GOALS:
1 – From the heavy-quark lattice text, repeat everything from "The naive way" down to "method of choice.".
2 – In the heavy-quark lattice text, which approach is called the computationally most efficient?

##### GIVEN TEXT #####

The naive way is to extrapolate from smaller masses, assuming the
$m_qa\ll1$ interpretation of the lattice theory is adequate; history
shows that naive extrapolations can lead to naive and, thus,
unacceptable error estimates.
The insightful way is to formulate an effective theory for heavy quarks
with a lattice cutoff;\cite{Lep87,Eic87} this is the computationally
most efficient approach, and when the effectiveness of the heavy-quark
expansion is {\em a~priori\/} clear, it is the method of choice.
The compulsive way to examine a wide class of lattice theories without
assuming either $m_qa\ll1$ or $m_q\gg(\LQCD,a^{-1})$; by imposing
physical normalization conditions on masses and matrix elements,
it is possible to interpret the correlation functions at {\em any\/}
value of $m_qa$.\cite{KKM9?}
The underlying reason is that the lattice theory is completely
compatible with the heavy-quark limit, so the mass-dependent
interpretation connects smoothly onto both the insightful method for
$m_qa\gg1$ and the standard method for $m_qa\ll1$.

Fig.~\ref{fig:cbarc} shows the charmonium spectrum, on a scale
appropriate to the spin-averaged spectrum.
\begin{figure}
\epsfxsize=\textwidth \epsfbox{ccbar_comp.eps}
\caption[fig:cbarc]{A comparison of the charmonium spectrum as
calculated in lattice QCD, using two different methods.
\refcite{NRQ94}: $\circ$, \refcite{Kha93}: $\Box$.
From \refcite{Kha95}.}\label{fig:cbarc}
\end{figure}
Light quark loops are quenched in these calculations.\cite{NRQ94,Kha93}
The agreement with experimental measurements is impressive, but
Fig.~\ref{fig:cbarc} barely displays the attainable precision.

##### COLLECTED MATERIAL #####

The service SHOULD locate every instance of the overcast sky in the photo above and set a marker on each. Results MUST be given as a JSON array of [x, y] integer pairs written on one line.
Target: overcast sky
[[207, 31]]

#####

RESPONSES FOR EACH TASK:
1 –
The naive way is to extrapolate from smaller masses, assuming the
$m_qa\ll1$ interpretation of the lattice theory is adequate; history
shows that naive extrapolations can lead to naive and, thus,
unacceptable error estimates.
The insightful way is to formulate an effective theory for heavy quarks
with a lattice cutoff;\cite{Lep87,Eic87} this is the computationally
most efficient approach, and when the effectiveness of the heavy-quark
expansion is {\em a~priori\/} clear, it is the method of choice.

2 – The insightful way, which formulates an effective theory for heavy quarks with a lattice cutoff.